## GIVEN TEXT
################

SeasonalDifferencing

yohou.stationarity.transformers.SeasonalDifferencing

Bases: BaseTransformer

Seasonal differencing time series transformer.

Computes the difference between each value and its value at a seasonal lag:

\[\Delta_s y_t = y_t - y_{t-s}\]

where \(s\) is the seasonality. This removes seasonal patterns and is a common stationarization technique.

Parameters

Name	Type	Description	Default
seasonality	int >= 1	Seasonality for the differencing.	1

Attributes

Name	Type	Description
n_features_in_	int	Number of features seen during fit.
feature_names_in_	list of str	Names of features seen during fit.

Notes

This transformer is stateful with observation_horizon = seasonality. The first seasonality rows are dropped in the output since they lack sufficient history for differencing.

References

[1] Hyndman, R.J., & Athanasopoulos, G. (2021). "Forecasting: principles and practice," 3^rd edition, OTexts: Melbourne, Australia. OTexts.com/fpp3. Chapter 9.1.

################

## TASK 1
Write out the entries again in the stretch from the line containing "Practice. Point at the snowy" through the last entry, swapping "marker" for "dot" and leaving everything else unchanged.
The text and the entries come from different sources.

[Dataset items]

################

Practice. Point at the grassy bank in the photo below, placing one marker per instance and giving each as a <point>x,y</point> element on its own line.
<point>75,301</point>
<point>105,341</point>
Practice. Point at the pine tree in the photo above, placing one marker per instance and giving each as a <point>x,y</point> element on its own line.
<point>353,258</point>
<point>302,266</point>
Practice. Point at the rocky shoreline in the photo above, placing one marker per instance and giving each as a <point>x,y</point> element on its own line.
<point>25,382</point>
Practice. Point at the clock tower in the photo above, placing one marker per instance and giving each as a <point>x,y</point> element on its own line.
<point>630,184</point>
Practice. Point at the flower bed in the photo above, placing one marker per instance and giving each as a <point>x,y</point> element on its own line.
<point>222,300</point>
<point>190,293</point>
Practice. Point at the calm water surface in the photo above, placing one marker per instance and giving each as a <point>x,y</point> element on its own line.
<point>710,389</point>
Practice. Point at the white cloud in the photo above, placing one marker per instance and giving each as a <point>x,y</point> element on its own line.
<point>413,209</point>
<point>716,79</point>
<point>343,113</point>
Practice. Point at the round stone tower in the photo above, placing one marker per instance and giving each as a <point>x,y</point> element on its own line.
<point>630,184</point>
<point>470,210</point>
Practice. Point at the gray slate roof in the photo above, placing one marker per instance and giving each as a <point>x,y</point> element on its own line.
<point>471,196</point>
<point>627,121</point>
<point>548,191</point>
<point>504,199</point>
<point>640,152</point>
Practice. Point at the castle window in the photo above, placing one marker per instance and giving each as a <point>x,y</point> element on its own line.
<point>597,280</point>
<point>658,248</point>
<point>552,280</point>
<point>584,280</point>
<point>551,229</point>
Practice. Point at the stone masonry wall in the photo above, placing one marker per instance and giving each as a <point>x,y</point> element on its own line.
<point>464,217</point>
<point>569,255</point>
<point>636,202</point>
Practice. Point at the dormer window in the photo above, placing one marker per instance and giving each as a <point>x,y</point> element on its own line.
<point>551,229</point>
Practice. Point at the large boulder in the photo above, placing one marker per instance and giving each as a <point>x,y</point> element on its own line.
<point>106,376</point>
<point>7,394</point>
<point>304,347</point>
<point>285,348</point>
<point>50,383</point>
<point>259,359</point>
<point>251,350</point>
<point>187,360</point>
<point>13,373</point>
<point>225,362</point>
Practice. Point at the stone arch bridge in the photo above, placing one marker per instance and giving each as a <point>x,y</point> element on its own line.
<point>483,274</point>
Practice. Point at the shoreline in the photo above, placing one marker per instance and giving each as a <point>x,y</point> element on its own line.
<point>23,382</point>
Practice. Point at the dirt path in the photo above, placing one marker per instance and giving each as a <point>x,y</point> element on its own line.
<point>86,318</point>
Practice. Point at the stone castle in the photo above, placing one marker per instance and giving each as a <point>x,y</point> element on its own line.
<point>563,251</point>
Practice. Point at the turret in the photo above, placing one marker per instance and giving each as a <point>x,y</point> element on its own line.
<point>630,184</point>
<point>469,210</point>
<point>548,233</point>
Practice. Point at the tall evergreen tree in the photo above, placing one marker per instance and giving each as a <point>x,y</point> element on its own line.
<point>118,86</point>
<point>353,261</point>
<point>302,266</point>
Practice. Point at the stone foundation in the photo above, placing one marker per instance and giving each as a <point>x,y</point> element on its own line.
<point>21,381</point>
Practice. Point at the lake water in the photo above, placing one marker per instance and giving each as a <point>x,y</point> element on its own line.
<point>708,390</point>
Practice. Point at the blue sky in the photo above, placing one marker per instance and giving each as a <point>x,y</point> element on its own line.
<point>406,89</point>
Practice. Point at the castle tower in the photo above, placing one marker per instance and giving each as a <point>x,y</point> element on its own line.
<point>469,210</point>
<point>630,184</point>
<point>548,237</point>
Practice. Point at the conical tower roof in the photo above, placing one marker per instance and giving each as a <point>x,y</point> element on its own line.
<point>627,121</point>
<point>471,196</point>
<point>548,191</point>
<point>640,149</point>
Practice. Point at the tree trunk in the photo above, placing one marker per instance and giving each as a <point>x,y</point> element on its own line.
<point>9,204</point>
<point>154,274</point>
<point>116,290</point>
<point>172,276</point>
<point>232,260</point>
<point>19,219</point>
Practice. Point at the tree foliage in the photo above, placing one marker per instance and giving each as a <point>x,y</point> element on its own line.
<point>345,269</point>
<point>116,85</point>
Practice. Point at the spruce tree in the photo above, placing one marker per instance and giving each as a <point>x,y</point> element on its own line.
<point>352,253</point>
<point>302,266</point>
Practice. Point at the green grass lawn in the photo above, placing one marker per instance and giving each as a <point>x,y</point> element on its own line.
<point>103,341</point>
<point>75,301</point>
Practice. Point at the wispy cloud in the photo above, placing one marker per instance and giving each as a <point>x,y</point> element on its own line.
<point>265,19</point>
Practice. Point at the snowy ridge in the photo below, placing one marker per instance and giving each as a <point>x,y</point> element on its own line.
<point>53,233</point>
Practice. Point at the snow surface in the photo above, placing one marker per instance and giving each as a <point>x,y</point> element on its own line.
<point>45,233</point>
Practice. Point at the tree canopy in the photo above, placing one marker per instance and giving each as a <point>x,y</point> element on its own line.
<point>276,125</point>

################

## TASK 2
According to the SeasonalDifferencing page, why are the first seasonality rows dropped from the output?

## EXPECTED OUTPUT 1
Practice. Point at the snowy ridge in the photo below, placing one dot per instance and giving each as a <point>x,y</point> element on its own line.
<point>53,233</point>
Practice. Point at the snow surface in the photo above, placing one dot per instance and giving each as a <point>x,y</point> element on its own line.
<point>45,233</point>
Practice. Point at the tree canopy in the photo above, placing one dot per instance and giving each as a <point>x,y</point> element on its own line.
<point>276,125</point>

## EXPECTED OUTPUT 2
They lack sufficient history for differencing.